### STORED DATA

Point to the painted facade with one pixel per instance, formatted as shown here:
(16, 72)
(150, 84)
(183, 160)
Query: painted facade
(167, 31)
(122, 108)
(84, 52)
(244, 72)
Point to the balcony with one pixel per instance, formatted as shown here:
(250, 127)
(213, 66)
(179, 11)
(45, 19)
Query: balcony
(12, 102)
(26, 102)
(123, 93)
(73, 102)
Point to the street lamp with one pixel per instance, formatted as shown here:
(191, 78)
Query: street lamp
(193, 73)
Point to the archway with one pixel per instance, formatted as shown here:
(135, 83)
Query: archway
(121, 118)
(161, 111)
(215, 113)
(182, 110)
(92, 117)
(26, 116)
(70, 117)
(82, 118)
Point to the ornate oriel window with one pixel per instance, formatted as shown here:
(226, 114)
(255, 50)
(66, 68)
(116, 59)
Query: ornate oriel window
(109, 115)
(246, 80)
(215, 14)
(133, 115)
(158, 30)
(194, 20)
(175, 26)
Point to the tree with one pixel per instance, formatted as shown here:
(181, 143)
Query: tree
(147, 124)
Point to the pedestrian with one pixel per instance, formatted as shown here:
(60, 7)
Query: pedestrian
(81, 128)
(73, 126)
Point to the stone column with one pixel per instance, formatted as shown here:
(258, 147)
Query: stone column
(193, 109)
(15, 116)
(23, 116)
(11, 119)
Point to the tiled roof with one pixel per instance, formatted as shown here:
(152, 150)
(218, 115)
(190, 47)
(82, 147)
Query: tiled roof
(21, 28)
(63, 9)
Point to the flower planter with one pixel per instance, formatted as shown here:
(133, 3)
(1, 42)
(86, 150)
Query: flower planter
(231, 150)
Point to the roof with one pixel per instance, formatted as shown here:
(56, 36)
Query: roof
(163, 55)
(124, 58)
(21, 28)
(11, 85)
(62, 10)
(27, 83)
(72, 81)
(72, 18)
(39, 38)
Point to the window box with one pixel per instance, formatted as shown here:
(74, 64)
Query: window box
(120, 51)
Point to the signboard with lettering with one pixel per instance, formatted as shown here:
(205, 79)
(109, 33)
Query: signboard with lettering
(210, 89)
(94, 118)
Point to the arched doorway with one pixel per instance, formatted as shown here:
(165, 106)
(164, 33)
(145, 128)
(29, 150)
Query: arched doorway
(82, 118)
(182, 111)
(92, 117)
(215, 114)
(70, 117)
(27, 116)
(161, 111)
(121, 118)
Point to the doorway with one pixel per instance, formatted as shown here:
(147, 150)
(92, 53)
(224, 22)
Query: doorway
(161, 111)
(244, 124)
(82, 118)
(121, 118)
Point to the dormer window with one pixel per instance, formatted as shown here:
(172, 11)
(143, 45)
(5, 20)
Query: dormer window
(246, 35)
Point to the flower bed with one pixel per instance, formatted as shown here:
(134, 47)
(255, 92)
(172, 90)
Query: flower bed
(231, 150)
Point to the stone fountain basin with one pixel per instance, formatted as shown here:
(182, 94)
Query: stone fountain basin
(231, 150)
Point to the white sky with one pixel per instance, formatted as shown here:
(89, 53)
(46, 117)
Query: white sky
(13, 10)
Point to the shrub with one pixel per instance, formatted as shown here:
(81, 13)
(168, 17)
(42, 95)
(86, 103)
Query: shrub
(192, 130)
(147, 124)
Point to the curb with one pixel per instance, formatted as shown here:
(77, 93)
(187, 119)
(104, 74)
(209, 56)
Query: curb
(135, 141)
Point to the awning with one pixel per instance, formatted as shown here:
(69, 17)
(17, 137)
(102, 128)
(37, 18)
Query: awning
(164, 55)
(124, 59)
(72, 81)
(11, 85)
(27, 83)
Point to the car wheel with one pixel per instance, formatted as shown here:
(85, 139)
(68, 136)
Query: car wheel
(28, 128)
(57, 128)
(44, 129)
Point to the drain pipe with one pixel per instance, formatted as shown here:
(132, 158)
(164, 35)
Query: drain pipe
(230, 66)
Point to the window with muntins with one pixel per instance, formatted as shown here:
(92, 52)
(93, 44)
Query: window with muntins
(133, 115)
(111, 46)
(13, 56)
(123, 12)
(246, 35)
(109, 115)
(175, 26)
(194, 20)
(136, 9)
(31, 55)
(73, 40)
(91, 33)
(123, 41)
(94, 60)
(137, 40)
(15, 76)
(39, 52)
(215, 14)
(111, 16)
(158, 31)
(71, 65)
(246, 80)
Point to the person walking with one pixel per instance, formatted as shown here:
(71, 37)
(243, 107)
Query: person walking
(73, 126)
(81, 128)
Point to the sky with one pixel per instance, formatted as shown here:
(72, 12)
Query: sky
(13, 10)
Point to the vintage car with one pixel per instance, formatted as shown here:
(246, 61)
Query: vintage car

### WHAT YOU ARE ASKED TO DO
Across the lines of the material above, tally those holding the word "vintage" and state the number by itself.

### RESPONSE
2